INSTALLATIE ROOKMELDER AFHANKELIJK VAN TE BEVEILIGEN RUIMTE
Rookmelders redden levens
Hedendaagse bouwmaterialen zorgen ervoor dat er, zodra een woning of gebouw ten prooi is gevallen aan een brand, veel minder tijd nodig is dan vroeger vooraleer een ruimte in lichterlaaie staat. Een rookmelder of -detector is onontbeerlijk om iedereen tijdig te waarschuwen. Het apparaat slaat alarm na de detectie van rookdeeltjes die kunnen wijzen op een brand. Rookmelders kunnen zelfstandige apparaten zijn, maar steeds vaker worden ze aangesloten op een alarmsysteem. Er bestaan zowel netgestuurde rookmelders als apparaten op batterijen.
ROOKMELDERS BEWIJZEN HUN NUT

Jaarlijks zijn er bij benadering 12.000 woningbranden in België. Elk jaar sterven hierbij gemiddeld 69 mensen. De meeste brandslachtoffers zijn in feite rookslachtoffers. Als er 's nachts brand uitbreekt, is er weinig kans dat men op tijd wakker wordt. De reukzin van de mens is namelijk niet actief tijdens het slapen. Rook is niet alleen gevaarlijk door de verstikkende gassen, het verduistert de ruimte in een razendsnel tempo, wat slachtoffers desoriënteert. Gemiddeld heeft iemand zo'n drie minuten de tijd om de woning te verlaten. Een tijdige alarmering kan dus potentiële slachtoffers in staat stellen om de getroffen ruimte alsnog te verlaten. Rookmelders bewijzen daarom beslist hun nut. Er zijn twee grote types rookmelders te onderscheiden: ionische en optische. Daarnaast zijn er ook nog temperatuursensoren.

» **BRONITEMS**
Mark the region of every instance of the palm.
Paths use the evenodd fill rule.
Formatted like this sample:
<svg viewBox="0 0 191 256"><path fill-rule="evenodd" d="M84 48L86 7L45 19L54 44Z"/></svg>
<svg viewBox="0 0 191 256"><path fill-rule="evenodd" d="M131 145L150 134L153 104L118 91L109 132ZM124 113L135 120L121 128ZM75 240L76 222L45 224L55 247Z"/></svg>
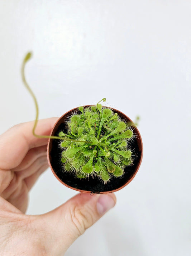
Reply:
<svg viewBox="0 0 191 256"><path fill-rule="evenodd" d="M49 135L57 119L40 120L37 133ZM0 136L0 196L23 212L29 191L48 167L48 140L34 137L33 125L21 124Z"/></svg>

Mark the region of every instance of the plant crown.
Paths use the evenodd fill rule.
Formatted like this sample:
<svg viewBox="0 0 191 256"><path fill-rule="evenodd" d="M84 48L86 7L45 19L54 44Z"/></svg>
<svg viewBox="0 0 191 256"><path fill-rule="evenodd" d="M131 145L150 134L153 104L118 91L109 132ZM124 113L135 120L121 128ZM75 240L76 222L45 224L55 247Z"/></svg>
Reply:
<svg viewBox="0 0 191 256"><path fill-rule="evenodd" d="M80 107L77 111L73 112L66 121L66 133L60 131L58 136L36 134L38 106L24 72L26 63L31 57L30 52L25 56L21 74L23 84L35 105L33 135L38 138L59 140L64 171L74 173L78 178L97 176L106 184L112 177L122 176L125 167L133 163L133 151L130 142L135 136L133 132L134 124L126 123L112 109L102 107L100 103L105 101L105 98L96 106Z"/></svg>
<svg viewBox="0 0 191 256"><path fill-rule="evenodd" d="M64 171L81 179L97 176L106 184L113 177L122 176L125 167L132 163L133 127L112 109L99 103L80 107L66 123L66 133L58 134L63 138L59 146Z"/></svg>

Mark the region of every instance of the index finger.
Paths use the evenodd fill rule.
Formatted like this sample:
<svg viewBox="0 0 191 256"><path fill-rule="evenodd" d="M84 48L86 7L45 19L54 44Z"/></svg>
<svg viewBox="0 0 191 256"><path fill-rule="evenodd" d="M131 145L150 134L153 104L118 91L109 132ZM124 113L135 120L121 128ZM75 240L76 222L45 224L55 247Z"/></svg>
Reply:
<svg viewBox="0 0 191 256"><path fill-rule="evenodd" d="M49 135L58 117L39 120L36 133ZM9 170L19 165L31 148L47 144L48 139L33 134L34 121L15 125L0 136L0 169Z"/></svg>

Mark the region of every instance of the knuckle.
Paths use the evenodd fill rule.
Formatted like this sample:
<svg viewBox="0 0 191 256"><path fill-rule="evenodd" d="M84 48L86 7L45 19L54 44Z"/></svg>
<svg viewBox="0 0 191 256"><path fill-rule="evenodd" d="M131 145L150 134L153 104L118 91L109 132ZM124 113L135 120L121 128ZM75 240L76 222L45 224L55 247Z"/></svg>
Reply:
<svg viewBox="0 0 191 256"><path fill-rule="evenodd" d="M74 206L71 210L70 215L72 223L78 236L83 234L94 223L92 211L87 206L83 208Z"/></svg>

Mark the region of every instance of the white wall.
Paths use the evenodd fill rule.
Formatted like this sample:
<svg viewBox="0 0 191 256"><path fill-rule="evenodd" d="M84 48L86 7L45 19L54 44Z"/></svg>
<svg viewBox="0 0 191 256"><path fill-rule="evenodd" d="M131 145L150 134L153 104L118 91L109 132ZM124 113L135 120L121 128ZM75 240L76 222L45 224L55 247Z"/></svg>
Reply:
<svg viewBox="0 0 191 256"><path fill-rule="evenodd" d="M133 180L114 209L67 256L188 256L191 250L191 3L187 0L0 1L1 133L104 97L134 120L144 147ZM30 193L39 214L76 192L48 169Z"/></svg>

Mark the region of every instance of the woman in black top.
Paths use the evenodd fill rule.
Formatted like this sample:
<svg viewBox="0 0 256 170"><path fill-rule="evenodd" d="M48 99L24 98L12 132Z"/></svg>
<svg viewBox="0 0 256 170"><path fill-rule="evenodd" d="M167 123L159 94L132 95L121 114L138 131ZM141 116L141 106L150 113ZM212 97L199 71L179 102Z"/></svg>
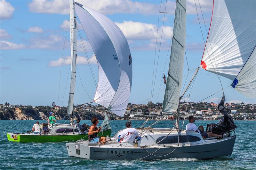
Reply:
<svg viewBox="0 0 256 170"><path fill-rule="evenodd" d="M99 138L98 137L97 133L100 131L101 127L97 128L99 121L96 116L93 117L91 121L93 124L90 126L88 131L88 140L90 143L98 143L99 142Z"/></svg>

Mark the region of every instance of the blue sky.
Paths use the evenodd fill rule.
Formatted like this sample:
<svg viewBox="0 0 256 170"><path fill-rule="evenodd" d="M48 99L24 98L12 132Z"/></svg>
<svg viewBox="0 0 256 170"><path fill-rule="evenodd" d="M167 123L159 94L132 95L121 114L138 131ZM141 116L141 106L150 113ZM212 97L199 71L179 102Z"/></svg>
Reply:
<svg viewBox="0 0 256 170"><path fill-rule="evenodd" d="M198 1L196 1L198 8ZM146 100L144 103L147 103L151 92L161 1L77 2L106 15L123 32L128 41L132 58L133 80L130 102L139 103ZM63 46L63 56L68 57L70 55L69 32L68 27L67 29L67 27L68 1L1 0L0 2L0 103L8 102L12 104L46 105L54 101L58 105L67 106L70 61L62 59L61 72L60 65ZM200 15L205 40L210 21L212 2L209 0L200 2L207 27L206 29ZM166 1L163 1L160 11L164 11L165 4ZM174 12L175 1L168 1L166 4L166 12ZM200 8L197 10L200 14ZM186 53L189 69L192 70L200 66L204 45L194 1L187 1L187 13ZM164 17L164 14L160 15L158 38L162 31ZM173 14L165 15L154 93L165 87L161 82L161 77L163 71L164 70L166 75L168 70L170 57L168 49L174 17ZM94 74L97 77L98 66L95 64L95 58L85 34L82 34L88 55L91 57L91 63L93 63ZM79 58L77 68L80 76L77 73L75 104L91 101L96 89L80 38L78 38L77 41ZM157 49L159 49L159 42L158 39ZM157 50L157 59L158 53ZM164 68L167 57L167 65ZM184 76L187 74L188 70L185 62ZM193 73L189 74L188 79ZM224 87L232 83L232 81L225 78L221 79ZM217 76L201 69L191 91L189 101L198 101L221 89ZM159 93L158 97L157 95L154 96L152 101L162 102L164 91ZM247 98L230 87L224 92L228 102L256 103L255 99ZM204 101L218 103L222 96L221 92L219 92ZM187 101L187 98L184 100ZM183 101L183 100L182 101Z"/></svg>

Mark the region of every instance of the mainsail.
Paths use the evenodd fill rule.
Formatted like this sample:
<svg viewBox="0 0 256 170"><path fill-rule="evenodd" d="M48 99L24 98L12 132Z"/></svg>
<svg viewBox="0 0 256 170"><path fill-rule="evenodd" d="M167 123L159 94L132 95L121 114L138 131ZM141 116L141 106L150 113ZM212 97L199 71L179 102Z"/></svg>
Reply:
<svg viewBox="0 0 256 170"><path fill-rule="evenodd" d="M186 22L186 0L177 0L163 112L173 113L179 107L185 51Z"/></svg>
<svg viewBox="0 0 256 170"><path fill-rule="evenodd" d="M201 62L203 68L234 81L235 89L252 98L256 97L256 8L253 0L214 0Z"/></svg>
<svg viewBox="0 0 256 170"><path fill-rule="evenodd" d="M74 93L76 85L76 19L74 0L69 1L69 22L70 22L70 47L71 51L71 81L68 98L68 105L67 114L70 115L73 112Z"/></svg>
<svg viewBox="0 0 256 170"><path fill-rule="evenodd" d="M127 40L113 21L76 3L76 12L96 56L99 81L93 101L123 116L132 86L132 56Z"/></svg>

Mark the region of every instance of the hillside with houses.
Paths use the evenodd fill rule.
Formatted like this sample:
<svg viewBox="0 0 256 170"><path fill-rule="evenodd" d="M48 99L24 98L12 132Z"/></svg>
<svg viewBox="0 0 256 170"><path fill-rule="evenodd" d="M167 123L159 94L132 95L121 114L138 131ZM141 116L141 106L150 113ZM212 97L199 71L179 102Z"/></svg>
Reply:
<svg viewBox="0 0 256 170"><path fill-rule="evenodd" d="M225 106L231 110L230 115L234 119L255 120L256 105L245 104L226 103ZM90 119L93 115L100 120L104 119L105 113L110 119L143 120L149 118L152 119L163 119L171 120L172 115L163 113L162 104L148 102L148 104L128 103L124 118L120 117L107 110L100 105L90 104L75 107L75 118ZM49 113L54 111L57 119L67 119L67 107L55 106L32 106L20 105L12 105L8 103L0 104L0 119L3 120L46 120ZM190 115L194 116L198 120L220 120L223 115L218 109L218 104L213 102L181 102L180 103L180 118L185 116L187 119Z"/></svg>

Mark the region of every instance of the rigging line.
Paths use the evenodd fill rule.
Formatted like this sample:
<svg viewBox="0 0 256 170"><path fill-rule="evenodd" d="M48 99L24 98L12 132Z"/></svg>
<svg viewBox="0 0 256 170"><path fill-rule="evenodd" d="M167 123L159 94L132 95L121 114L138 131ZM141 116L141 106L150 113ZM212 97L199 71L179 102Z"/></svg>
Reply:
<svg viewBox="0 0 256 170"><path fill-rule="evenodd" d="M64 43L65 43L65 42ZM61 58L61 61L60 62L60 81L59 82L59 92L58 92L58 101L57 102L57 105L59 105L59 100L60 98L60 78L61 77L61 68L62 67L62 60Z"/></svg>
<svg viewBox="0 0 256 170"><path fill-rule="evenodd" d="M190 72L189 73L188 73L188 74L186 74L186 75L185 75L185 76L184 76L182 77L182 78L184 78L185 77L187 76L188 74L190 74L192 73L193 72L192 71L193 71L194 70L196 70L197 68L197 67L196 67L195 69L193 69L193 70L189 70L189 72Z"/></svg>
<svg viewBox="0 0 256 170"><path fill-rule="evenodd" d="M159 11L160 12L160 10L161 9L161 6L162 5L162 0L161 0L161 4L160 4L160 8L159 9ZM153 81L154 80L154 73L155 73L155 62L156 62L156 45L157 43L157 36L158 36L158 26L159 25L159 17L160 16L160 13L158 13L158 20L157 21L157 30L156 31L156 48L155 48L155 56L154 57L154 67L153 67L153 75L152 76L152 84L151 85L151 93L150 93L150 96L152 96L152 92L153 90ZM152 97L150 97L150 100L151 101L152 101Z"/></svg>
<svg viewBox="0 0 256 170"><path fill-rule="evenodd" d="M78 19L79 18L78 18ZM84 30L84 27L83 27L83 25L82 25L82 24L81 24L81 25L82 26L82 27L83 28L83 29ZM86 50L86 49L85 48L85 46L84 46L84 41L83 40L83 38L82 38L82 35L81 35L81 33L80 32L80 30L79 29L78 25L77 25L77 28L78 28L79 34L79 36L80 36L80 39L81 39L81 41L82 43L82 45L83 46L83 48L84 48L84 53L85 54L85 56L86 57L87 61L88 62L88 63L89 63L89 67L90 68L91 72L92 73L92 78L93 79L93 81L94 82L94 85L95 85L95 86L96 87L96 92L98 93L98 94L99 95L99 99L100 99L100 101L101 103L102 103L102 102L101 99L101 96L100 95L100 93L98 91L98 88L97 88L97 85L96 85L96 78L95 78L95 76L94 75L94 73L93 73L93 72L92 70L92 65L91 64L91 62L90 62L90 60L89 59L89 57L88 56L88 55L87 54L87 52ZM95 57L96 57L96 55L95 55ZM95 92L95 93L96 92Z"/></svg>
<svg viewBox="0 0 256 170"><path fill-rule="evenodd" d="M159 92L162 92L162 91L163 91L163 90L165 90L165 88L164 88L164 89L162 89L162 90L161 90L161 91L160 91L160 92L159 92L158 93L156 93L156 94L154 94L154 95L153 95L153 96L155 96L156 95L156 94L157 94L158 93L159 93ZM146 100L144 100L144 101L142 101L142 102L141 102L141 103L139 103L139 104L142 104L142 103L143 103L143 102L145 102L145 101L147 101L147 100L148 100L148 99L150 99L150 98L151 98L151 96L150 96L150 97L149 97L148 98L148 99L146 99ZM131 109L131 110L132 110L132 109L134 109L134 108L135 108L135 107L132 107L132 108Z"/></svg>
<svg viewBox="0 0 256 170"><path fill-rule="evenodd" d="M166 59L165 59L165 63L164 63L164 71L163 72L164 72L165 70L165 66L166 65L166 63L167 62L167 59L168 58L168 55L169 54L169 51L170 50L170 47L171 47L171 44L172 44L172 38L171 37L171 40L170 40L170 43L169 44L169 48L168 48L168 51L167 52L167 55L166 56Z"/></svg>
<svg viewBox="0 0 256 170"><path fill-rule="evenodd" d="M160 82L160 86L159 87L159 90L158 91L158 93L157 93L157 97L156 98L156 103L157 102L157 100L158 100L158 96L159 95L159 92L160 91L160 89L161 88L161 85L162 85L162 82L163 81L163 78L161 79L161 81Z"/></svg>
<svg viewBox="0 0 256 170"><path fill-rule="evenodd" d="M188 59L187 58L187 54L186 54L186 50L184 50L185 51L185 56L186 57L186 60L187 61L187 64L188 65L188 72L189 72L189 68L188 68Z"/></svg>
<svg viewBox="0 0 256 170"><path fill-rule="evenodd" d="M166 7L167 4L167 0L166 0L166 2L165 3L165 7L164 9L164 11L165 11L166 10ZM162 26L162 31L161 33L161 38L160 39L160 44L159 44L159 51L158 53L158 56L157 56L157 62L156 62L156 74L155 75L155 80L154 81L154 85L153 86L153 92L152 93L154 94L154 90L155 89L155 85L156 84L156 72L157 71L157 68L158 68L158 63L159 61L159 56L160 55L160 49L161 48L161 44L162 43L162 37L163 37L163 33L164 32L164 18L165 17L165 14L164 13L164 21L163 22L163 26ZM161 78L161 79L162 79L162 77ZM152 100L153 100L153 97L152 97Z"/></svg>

» **GEVRAAGDE OPDRACHTEN**
- A) Schrijf uit de tekst over rookmelders het stuk van "Jaarlijks zijn er" tot en met "ook nog temperatuursensoren." letterlijk over.
- B) Bewerk in de items de regels van de regel met "Mark the region of every instance of the rigging" tot en met de regel met "19L79 18L78 18ZM84" en vervang daarin "sample" door "example", zonder verder iets te wijzigen. Geef alleen die regels terug.

» **ANTWOORDEN PER OPDRACHT**
- A)
Jaarlijks zijn er bij benadering 12.000 woningbranden in België. Elk jaar sterven hierbij gemiddeld 69 mensen. De meeste brandslachtoffers zijn in feite rookslachtoffers. Als er 's nachts brand uitbreekt, is er weinig kans dat men op tijd wakker wordt. De reukzin van de mens is namelijk niet actief tijdens het slapen. Rook is niet alleen gevaarlijk door de verstikkende gassen, het verduistert de ruimte in een razendsnel tempo, wat slachtoffers desoriënteert. Gemiddeld heeft iemand zo'n drie minuten de tijd om de woning te verlaten. Een tijdige alarmering kan dus potentiële slachtoffers in staat stellen om de getroffen ruimte alsnog te verlaten. Rookmelders bewijzen daarom beslist hun nut. Er zijn twee grote types rookmelders te onderscheiden: ionische en optische. Daarnaast zijn er ook nog temperatuursensoren.

- B)
Mark the region of every instance of the rigging line.
Paths use the evenodd fill rule.
Formatted like this example:
<svg viewBox="0 0 256 170"><path fill-rule="evenodd" d="M48 99L24 98L12 132Z"/></svg>
<svg viewBox="0 0 256 170"><path fill-rule="evenodd" d="M167 123L159 94L132 95L121 114L138 131ZM141 116L141 106L150 113ZM212 97L199 71L179 102Z"/></svg>
Reply:
<svg viewBox="0 0 256 170"><path fill-rule="evenodd" d="M64 43L65 43L65 42ZM61 58L61 61L60 62L60 81L59 82L59 92L58 92L58 101L57 102L57 105L59 105L59 100L60 98L60 78L61 77L61 68L62 67L62 60Z"/></svg>
<svg viewBox="0 0 256 170"><path fill-rule="evenodd" d="M190 72L189 73L188 73L188 74L186 74L186 75L185 75L185 76L184 76L182 77L182 78L184 78L185 77L187 76L188 74L190 74L192 73L193 72L192 71L193 71L194 70L196 70L197 68L197 67L196 67L195 69L193 69L193 70L189 70L189 72Z"/></svg>
<svg viewBox="0 0 256 170"><path fill-rule="evenodd" d="M159 11L160 12L160 10L161 9L161 6L162 5L162 0L161 0L161 4L160 4L160 8L159 9ZM153 81L154 80L154 73L155 73L155 62L156 62L156 45L157 43L157 36L158 36L158 26L159 25L159 17L160 16L160 13L158 13L158 20L157 21L157 30L156 31L156 48L155 48L155 56L154 57L154 67L153 67L153 75L152 76L152 84L151 85L151 93L150 93L150 96L152 96L152 92L153 90ZM152 97L150 97L150 100L151 101L152 101Z"/></svg>
<svg viewBox="0 0 256 170"><path fill-rule="evenodd" d="M78 19L79 18L78 18ZM84 30L84 27L83 27L83 25L82 25L82 24L81 24L81 25L82 26L82 27L83 28L83 29ZM86 50L86 49L85 48L85 46L84 46L84 41L83 40L83 38L82 38L82 35L81 35L81 33L80 32L80 30L79 29L78 25L77 25L77 28L78 28L79 34L79 36L80 36L80 39L81 39L81 41L82 43L82 45L83 46L83 48L84 48L84 53L85 54L85 56L86 57L87 61L88 62L88 63L89 63L89 67L90 68L91 72L92 73L92 78L93 79L93 81L94 82L94 85L95 85L95 86L96 87L96 92L98 93L98 94L99 95L99 99L100 99L100 101L101 103L102 103L102 102L101 99L101 96L100 95L100 93L98 91L98 88L97 88L97 85L96 85L96 78L95 78L95 76L94 75L94 73L93 73L93 72L92 70L92 65L91 64L91 62L90 62L90 60L89 59L89 57L88 56L88 55L87 54L87 52ZM95 57L96 57L96 55L95 55ZM95 92L95 93L96 92Z"/></svg>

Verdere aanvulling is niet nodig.